Doublé en blanc et noir pour P.O.L. au Wepler

Par Lucie Cauwe @LucieCauwe

Marie-Rose Guarniéri, de la librairie des Abbesses
et les lauréats 2018, Bertrand Schefer et Nathalie Léger.


Faille spatio-temporelle. Sept jours se sont écoulés sans que je les voie. Où est donc passée la semaine du 12 novembre? Je reprends pied dans la réalité, en léger différé.
Plaisir de découvrir le verdict du prix Wepler-Fondation La Poste, créé par Marie-Rose Guarniéri, de la librairie des Abbesses (Paris 18e), soutenu par la brasserie Wepler et la Fondation La Poste, et qui pointe chaque année des livres littérairement intéressants.
Affiche pleine des couleurs de Lamia Ziadé pour l'édition 2018 et verdict en noir et blanc, en cette vingt-et-unième édition qui  attribue le prix (10.000 euros) à Nathalie Léger pour "La robe blanche" et la mention spéciale (3.000 euros) à Bertrand Schefer pour "Série noire", deux romans publiés chez P.O.L.
Deux excellents livres et un hommage discret, et même unique, à la mémoire de Paul Otchakovsky-Laurens, fondateur et patron de P.O.L., mort dans un accident de la route le 2 janvier de cette année (lire ici).
Chez Nathalie Léger, la mariée n'était pas en noir, mais en blanc. Et elle était en route vers Jérusalem. Dans ce très beau roman qu'est "La robe blanche" (P.O.L., 144 pages), la romancière met en correspondance la performance que l'artiste conceptuelle milanaise Pippa Bacca tenta en 2008, et l'histoire de sa propre mère dans les années 1970, épouse abandonnée, désireuse que son histoire se sache, que sa fille la venge de son père. "La robe blanche", comme si les mots pouvaient rendre justice à la détresse d'une mère. Comme si une robe de mariée pouvait être un symbole de paix. Comme si des rêves pouvaient être plus forts que le réel.
Ce sont ces deux récits distincts dans le temps et sur la carte, sans rapport l'un avec l'autre, que Nathalie Léger nous donne à connaître et entrecroise tout au long de son troisième roman chez le même éditeur, bref et dense, après "L'exposition" (2008) et "Supplément à la vie de Barbara Loden" (2012, prix du livre Inter), après une biographie au ton original, "Les vies silencieuses de Samuel Beckett" chez Allia (2006).

> Détails du problème
D'après l'article sur le prix Wepler, quel montant accompagne la mention spéciale décernée à Bertrand Schefer ?

> Données recueillies
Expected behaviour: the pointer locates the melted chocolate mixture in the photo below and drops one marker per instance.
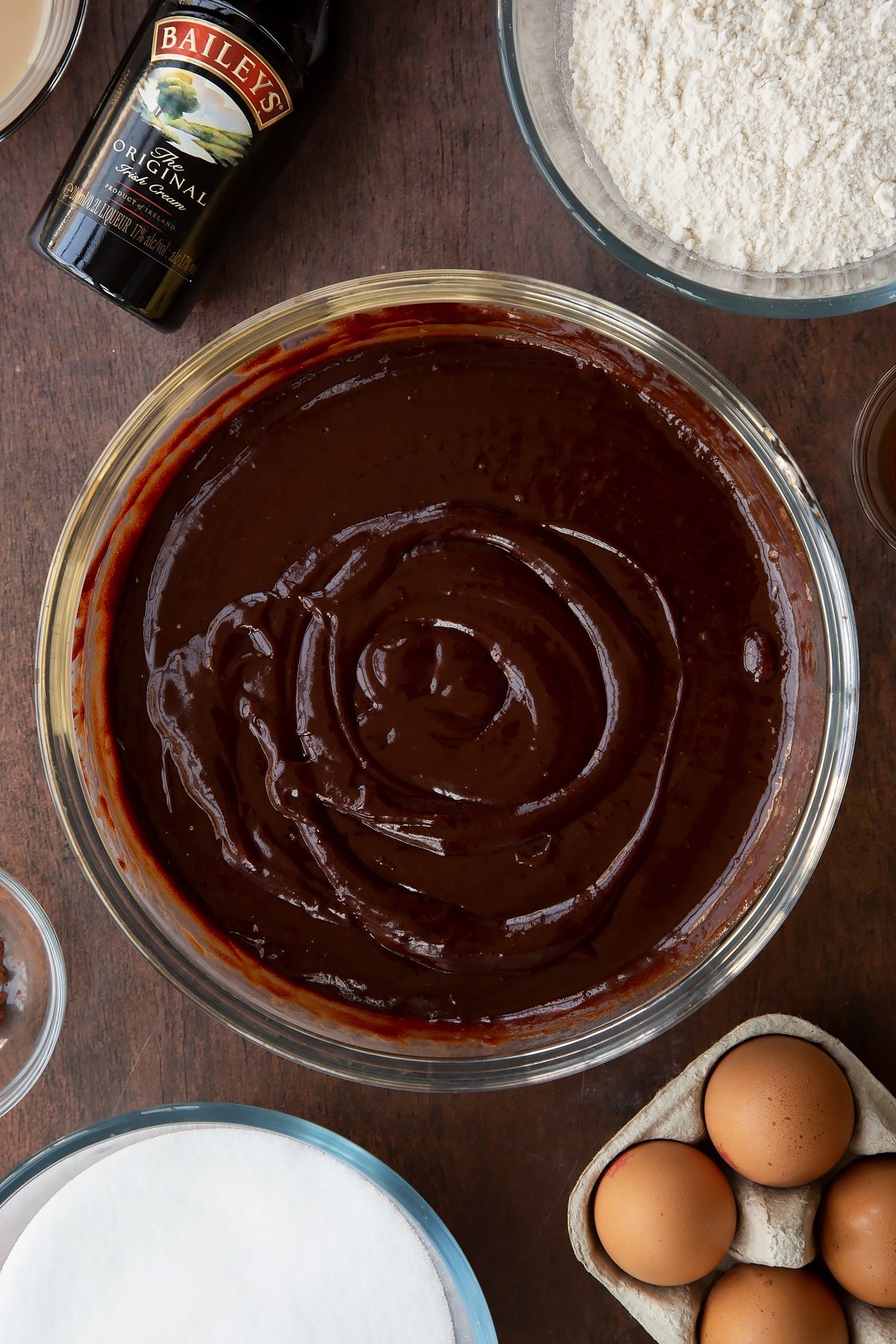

> Réponse attendue
3.000 euros.